(Beginning of Extract)
While I generally try to keep Dead Week as non-committal as possible, the opportunity to close out 2022 in grand fashion with dinner at Gucci Osteria da Massimo Bottura proved too enticing to resist. Joining me for the evening was my homie Thien Ho, who appropriately carried a Gucci clutch for the occasion.
The restaurant, which is located on the third floor of the Gucci store on Rodeo Drive in Beverly Hills, opened a month before the pandemic lockdowns in 2020. It is one of four Gucci Osterias that chef Massimo Bottura (who owns and operates three-Michelin-starred Osteria Francescana in Modena, Italy) opened inside select Gucci stores around the world. The original restaurant is in Florence, Italy, and the two other outlets are in Tokyo, Japan and Seoul, Korea.
(End of Extract)
(Beginning of The data)
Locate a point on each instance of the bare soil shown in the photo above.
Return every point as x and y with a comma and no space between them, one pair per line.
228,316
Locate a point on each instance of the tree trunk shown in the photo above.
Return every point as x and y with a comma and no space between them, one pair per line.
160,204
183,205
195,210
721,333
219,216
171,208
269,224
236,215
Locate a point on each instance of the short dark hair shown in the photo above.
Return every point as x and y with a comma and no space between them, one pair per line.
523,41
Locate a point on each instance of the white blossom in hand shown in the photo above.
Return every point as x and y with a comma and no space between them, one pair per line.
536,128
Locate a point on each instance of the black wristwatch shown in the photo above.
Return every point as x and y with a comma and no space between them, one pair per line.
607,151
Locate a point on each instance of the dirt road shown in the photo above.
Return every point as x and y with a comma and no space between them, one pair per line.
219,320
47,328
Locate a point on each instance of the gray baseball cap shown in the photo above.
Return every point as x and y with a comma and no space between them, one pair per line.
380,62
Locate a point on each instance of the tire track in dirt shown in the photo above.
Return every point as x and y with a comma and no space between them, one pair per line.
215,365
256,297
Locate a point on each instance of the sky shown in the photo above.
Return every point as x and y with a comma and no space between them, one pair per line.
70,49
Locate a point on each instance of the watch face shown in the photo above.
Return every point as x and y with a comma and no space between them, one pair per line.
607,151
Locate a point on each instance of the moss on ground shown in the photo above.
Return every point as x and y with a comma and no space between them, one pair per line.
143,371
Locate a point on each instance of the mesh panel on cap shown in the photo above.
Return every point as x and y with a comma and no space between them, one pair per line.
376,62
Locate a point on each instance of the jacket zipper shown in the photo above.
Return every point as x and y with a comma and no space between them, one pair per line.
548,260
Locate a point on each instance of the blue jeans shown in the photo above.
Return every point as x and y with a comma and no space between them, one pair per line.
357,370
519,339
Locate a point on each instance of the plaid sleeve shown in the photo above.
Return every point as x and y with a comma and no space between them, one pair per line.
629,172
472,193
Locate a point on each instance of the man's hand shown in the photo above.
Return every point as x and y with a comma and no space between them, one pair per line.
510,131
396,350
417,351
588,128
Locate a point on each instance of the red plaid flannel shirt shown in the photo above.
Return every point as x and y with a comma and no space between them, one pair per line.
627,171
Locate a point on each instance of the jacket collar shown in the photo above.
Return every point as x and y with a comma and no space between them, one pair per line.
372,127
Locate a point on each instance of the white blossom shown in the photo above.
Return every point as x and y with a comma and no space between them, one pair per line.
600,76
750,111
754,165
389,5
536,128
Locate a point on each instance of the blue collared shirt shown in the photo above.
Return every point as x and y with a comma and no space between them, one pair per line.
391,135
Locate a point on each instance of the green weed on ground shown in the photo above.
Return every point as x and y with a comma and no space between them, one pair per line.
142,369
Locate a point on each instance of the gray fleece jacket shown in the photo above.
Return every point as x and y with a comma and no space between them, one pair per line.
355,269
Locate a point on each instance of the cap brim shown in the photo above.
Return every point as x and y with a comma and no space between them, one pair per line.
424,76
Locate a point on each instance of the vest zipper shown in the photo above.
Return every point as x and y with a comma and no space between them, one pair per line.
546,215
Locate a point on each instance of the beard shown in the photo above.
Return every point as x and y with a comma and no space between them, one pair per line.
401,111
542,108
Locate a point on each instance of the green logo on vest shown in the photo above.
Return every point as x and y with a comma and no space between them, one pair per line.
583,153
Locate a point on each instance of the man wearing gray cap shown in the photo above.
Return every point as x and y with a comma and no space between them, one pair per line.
(End of The data)
(Beginning of The data)
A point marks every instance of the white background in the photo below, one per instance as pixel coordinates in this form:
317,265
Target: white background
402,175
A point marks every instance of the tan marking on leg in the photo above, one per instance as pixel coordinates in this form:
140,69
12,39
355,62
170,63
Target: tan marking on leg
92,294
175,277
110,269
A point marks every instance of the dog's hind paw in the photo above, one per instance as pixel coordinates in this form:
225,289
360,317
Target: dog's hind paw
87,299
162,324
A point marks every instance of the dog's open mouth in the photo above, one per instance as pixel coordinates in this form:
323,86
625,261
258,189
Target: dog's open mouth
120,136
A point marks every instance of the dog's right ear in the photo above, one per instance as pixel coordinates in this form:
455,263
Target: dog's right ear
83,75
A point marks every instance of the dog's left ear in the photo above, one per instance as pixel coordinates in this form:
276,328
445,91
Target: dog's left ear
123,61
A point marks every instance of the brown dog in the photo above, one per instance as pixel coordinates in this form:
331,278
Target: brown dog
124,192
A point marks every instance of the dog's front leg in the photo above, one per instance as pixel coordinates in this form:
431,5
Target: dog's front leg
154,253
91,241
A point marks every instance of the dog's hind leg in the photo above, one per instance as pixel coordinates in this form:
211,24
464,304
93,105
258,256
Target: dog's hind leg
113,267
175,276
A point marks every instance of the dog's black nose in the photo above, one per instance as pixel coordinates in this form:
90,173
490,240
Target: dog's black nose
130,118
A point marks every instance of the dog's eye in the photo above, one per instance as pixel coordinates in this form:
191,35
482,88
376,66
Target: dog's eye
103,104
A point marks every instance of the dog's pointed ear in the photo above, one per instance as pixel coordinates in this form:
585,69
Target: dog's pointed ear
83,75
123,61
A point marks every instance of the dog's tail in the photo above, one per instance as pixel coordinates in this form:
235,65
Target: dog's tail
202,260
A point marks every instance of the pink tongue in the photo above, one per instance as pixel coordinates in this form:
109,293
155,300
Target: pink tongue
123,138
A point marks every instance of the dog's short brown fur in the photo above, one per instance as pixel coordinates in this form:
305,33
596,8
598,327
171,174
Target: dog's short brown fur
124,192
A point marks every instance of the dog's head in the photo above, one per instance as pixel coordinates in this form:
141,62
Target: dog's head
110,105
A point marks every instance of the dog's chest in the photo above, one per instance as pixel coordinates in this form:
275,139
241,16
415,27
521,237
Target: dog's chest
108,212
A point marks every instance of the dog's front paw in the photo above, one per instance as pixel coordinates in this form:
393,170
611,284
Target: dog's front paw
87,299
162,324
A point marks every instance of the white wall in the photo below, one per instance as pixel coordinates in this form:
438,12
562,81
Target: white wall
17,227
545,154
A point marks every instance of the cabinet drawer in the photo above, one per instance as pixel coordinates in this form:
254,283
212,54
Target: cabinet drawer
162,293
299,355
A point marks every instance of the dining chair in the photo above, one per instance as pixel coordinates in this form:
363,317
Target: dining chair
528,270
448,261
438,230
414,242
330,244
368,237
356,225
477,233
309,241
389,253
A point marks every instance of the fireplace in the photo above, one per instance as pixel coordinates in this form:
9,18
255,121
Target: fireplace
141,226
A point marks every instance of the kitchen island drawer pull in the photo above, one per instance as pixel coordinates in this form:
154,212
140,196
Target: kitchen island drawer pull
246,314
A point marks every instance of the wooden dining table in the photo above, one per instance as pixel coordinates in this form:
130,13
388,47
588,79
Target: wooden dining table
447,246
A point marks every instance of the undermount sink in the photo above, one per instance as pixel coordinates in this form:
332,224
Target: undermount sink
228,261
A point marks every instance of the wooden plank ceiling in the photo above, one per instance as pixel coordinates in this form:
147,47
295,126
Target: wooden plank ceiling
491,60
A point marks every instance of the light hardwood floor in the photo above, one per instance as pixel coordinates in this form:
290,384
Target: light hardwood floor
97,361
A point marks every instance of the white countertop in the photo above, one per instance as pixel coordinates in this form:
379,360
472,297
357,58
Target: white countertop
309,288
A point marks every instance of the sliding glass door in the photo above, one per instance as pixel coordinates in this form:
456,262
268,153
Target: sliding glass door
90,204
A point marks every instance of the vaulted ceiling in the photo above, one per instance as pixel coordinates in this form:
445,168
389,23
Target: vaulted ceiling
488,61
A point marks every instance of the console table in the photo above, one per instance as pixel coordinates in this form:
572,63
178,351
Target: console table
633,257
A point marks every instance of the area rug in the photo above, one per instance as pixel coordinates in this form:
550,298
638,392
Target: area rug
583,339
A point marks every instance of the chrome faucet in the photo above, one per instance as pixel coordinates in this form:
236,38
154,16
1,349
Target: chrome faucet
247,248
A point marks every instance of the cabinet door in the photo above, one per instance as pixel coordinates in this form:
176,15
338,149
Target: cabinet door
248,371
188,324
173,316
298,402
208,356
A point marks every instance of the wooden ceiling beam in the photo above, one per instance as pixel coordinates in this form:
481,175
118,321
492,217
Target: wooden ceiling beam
(End of The data)
* **Task list**:
a: Duplicate the part of the Gucci Osteria passage starting with "While I generally" and going on through "and Seoul, Korea.".
b: Pick up the Gucci Osteria passage after its last sentence and continue it.

* **Answers for the exercise**:
a:
While I generally try to keep Dead Week as non-committal as possible, the opportunity to close out 2022 in grand fashion with dinner at Gucci Osteria da Massimo Bottura proved too enticing to resist. Joining me for the evening was my homie Thien Ho, who appropriately carried a Gucci clutch for the occasion.
The restaurant, which is located on the third floor of the Gucci store on Rodeo Drive in Beverly Hills, opened a month before the pandemic lockdowns in 2020. It is one of four Gucci Osterias that chef Massimo Bottura (who owns and operates three-Michelin-starred Osteria Francescana in Modena, Italy) opened inside select Gucci stores around the world. The original restaurant is in Florence, Italy, and the two other outlets are in Tokyo, Japan and Seoul, Korea.

b:
While the four restaurants share a name, founder, and Italian DNA, each location incorporates local flavors and sensibilities to provide a sense of place. The selection of clothes and accessories at a Gucci store in Seoul probably isn’t too different from the one in LA, but the menus for each Osteria are strikingly different. Teokbokki with chestnut, porcini, and pine mushrooms, anyone?
Behind Beverly Hills’s stoves is chef Mattia Agazzi, sous chef Vanessa Chiu, and pastry chef Tamara Rigo. All three worked at Gucci Osteria in Florence before relocating to Los Angeles. Together, with oversight from Massimo Bottura, the trio dreamed up a fine dining experience that’s playful and precise — a unique balance of creativity and technique befitting of its swanky environs.
While lunchtime features an a la carte menu, dinner is a prix fixe affair with three different menus to choose from. We experienced the Under the Palms menu ($220) with wine pairings ($195).
Dinner started off with a bite-sized pastry served warm with whipped truffle butter.
Next came the bread basket filled with house-made sourdough, a poppy-crusted loaf, and Parmesan crisps.
Served alongside the bread were imported ricotta and bee-shaped pollen butter.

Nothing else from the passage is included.